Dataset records
****************
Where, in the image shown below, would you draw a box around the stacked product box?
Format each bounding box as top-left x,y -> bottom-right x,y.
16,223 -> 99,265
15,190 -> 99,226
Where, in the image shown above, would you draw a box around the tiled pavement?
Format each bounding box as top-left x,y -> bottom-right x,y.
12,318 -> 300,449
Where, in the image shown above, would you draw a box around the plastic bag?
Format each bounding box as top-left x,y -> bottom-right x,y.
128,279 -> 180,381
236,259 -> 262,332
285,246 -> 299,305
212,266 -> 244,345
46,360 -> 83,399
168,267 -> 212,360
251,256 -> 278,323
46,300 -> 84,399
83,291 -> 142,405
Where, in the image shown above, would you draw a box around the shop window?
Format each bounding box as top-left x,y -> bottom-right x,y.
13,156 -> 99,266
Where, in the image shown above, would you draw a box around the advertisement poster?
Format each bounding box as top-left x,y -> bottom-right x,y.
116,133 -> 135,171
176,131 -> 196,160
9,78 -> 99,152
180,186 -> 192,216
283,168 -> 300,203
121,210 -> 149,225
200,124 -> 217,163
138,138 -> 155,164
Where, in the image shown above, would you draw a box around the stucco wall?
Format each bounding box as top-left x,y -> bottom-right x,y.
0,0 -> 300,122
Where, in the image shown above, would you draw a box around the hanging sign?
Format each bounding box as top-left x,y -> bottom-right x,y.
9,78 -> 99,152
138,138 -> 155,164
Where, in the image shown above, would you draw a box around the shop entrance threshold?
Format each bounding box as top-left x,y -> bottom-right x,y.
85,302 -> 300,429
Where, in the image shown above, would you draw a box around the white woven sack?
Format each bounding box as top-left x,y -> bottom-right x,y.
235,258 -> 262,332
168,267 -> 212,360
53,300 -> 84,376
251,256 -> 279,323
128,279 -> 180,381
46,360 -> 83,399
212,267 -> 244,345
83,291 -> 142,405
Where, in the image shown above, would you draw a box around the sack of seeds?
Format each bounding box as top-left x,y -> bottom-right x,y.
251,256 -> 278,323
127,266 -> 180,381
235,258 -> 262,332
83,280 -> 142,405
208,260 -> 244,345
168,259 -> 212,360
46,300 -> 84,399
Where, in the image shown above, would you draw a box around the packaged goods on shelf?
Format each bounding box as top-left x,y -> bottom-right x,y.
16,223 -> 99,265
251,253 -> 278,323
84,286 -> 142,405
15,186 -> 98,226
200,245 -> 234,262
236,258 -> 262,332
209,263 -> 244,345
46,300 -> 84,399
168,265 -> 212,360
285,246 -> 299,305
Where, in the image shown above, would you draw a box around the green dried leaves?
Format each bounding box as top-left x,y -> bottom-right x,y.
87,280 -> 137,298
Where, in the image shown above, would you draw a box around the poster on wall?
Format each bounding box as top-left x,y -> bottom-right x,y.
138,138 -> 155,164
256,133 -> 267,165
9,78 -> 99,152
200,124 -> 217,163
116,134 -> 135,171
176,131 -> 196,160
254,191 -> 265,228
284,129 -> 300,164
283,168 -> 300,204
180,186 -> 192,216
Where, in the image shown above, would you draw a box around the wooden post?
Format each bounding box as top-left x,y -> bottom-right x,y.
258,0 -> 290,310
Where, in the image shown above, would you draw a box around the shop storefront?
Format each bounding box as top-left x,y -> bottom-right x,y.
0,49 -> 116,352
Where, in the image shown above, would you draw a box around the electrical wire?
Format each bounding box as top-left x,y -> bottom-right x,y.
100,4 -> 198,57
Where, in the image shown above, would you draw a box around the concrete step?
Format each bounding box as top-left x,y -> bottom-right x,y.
****************
## [Stated exercise]
Rewrite the listing above so that each occurrence of "draw a box around" becomes "place a bounding box around", leaving every other line and character unchanged.

## [Exercise output]
Where, in the image shown below, would you place a bounding box around the stacked product box?
Format each bounding box as top-left x,y -> bottom-right x,y.
16,223 -> 99,265
15,190 -> 99,226
Where, in the image shown above, would you place a bounding box around the tiled pavement?
Format each bounding box as top-left x,y -> bottom-right x,y.
12,318 -> 300,449
Where, in the image shown above, would you place a bounding box around the plastic bag?
Format each bounding box as top-left x,y -> bottom-right x,y.
128,279 -> 180,381
236,259 -> 262,332
285,246 -> 299,305
212,266 -> 244,345
46,360 -> 83,399
168,267 -> 212,360
251,256 -> 278,323
46,300 -> 84,399
83,291 -> 142,405
Where, in the image shown above, would you place a bounding box around the shop window?
Format each bounding box as top-left x,y -> bottom-right x,y.
13,156 -> 99,266
Where, in the image shown above, would you place a bounding box around the advertisement poster?
Format each bounding box as top-left x,y -> bottom-right x,y.
116,133 -> 135,171
176,131 -> 196,160
9,78 -> 99,152
180,186 -> 192,216
283,168 -> 300,203
121,210 -> 149,225
200,124 -> 217,163
138,138 -> 155,164
Where, in the image shown above, would you place a bounding box around the stucco wall?
Format each bounding box as top-left x,y -> bottom-right x,y.
0,0 -> 300,122
Where, in the image shown above, would you place a bounding box around the hanging sign?
Format each bounding box as top-left x,y -> bottom-right x,y.
9,78 -> 99,152
138,138 -> 155,164
Where, in the image shown above, would you place a bounding box around the shop entrance threshold?
Format each bounding box as top-left x,y -> bottom-right x,y.
85,302 -> 300,429
Where, in the image shown above, would you place a bounding box around the white woven sack?
Format each bounding box as top-left x,y -> bottom-right x,y.
235,258 -> 262,332
168,267 -> 212,360
53,300 -> 84,376
251,256 -> 279,323
128,279 -> 180,381
46,360 -> 83,399
212,267 -> 244,345
83,291 -> 142,405
Where, in the image shown above, would you place a bounding box around the sack of seeds?
Format each bounding box as top-left x,y -> bottom-right x,y.
251,256 -> 278,323
127,266 -> 180,381
235,258 -> 262,332
83,280 -> 142,405
208,260 -> 244,345
168,259 -> 212,360
46,300 -> 84,399
Where, in the image shown above, would you place a bounding box around the packaged goods on shelf?
Format each bounding box as top-left x,y -> bottom-right x,y.
16,223 -> 99,265
251,253 -> 278,323
84,286 -> 142,405
15,186 -> 98,226
200,245 -> 234,262
236,258 -> 262,332
209,263 -> 244,345
46,300 -> 84,399
168,265 -> 212,360
285,246 -> 299,305
Where, in the image shown above, would you place a bounding box around the green dried leaves?
Format each bounding box as top-left x,y -> bottom-right x,y.
87,280 -> 137,298
Where, in the image shown above, would you place a bounding box around the poster on wall?
Format each bounding box as top-left x,y -> bottom-right x,y.
138,138 -> 155,164
256,133 -> 267,165
9,78 -> 99,152
200,124 -> 217,163
116,134 -> 135,171
176,131 -> 196,160
254,191 -> 265,228
284,129 -> 300,164
283,168 -> 300,204
180,186 -> 192,216
Where, in the image shown above, would you place a bounding box around the wooden post?
Format each bounding box as top-left x,y -> bottom-right x,y.
258,0 -> 290,310
Where, in the image shown above, would you place a bounding box around the shop storefront?
Format each bounding box as top-left x,y -> bottom-right x,y.
0,49 -> 116,352
Where, in the image shown above, would you place a bounding box around the electrical wire?
Format each bounding box as top-left x,y -> bottom-right x,y.
100,4 -> 198,57
Where, in the image shown above, would you place a bounding box around the concrete step?
Format each bounding box as top-left x,y -> bottom-right x,y.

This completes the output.